- Selected text -
From the standpoint of local autonomy, it would be ideal for local governments to cover all public services for their residents with their own financial resources. However, in a welfare state like Japan, the provision of a certain level of administrative services throughout the country is considered an essential condition for achieving social fairness. This is the so-called national minimum idea. From this perspective, it is impossible and unrealistic for individual local governments to provide a certain level of public services to local residents using only their own financial resources. This is where the need for a means to correct the disparities in financial strength among local governments, namely a local financial adjustment system, becomes apparent. Currently, the local allocation tax system plays a central role in this regard in Japan.

[Takeshi Okawa and Hiroaki Nakano]

History

Japan's local finance adjustment system began with the Provisional Town and Village Financial Subsidy in 1936 (expanded to the Provisional Local Finance Subsidy the following year in 1937), and was fully established with the distribution tax system within the local allocation tax system established in 1940. (Local allocation taxes consist of refund taxes and distribution taxes. Refund taxes are collected as national taxes (land tax, house tax, and business tax) and the entire amount is returned directly to the prefectures where they are collected, so they do not have a function of financial adjustment.) The distribution taxes divide a certain percentage of income tax, corporation tax, admission tax, and entertainment and restaurant tax into prefectures and municipalities, and allocate half of each in inverse proportion to taxing power (per capita amount of land tax, house tax, business tax, etc.) and the other half in direct proportion to financial needs (surcharge population).

- The tasks -
1 - Name every tax that the text on Japan's local finance adjustment system says is split into prefectures and municipalities under the distribution taxes.
2 - Sum up the text on Japan's local finance adjustment system in two sentences.

- Recorded information -
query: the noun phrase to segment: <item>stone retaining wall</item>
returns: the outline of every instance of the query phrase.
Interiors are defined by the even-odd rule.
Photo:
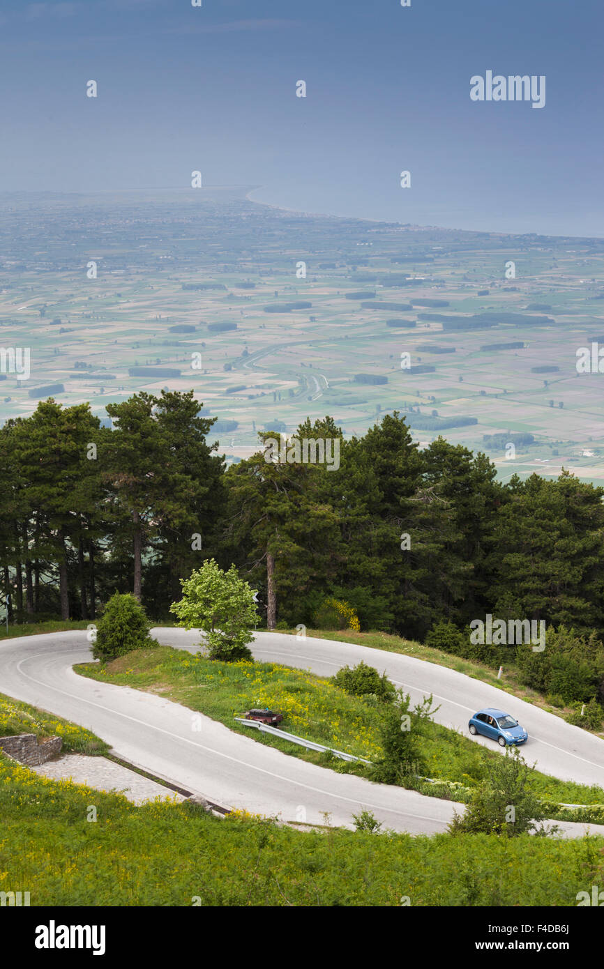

- Final answers -
1 -
- Income tax
- Corporation tax
- Admission tax
- Entertainment and restaurant tax

2 - Japan sees a nationwide level of public services as essential to social fairness, so local governments cannot rely only on their own money, and the local allocation tax system now plays the central role in evening out their financial strength. The system began with a 1936 subsidy for towns and villages and was fully established in 1940 through distribution taxes, which share part of certain national taxes with prefectures and municipalities, half in inverse proportion to taxing power and half in proportion to financial needs.